**Your instructions:**
Count the lines in the rows below that contain the string "tree". Give only the number.

**Records for processing:**
■ ■ ■ ■ ■ ■ ■
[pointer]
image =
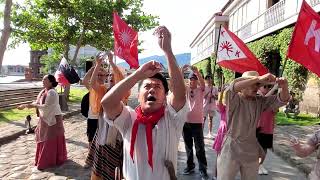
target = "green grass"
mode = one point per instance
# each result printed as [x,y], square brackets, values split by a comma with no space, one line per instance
[15,114]
[300,120]
[76,95]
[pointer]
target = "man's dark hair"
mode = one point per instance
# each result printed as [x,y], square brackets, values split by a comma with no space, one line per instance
[161,78]
[53,80]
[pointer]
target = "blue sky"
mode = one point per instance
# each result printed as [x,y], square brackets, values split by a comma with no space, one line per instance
[183,18]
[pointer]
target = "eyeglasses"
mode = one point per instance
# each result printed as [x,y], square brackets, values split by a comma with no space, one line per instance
[268,86]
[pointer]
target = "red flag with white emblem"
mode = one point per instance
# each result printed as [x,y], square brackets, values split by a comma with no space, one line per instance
[125,41]
[232,53]
[304,47]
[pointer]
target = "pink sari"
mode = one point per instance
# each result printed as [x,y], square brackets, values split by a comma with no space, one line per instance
[51,146]
[217,144]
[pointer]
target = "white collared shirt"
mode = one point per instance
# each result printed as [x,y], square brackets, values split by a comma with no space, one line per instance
[165,138]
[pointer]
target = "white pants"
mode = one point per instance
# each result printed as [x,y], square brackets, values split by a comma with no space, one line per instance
[228,168]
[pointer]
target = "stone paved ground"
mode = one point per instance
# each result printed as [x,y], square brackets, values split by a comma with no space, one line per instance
[282,147]
[17,157]
[278,168]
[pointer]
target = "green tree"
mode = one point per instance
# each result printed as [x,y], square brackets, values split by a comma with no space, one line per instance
[57,24]
[6,31]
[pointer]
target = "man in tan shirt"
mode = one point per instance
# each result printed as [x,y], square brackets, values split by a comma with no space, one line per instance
[241,151]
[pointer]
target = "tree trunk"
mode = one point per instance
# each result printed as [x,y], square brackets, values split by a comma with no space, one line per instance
[73,62]
[6,30]
[66,49]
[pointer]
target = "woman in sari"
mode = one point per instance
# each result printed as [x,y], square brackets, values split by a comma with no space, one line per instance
[51,145]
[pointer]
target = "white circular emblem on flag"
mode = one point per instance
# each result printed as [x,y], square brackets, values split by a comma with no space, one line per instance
[125,37]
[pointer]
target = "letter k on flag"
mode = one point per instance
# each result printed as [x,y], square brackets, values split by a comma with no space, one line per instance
[304,47]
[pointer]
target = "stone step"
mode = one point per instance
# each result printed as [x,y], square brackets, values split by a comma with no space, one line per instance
[14,105]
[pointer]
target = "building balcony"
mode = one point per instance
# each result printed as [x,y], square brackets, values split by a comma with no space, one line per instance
[278,16]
■ ■ ■ ■ ■ ■ ■
**Reply:**
2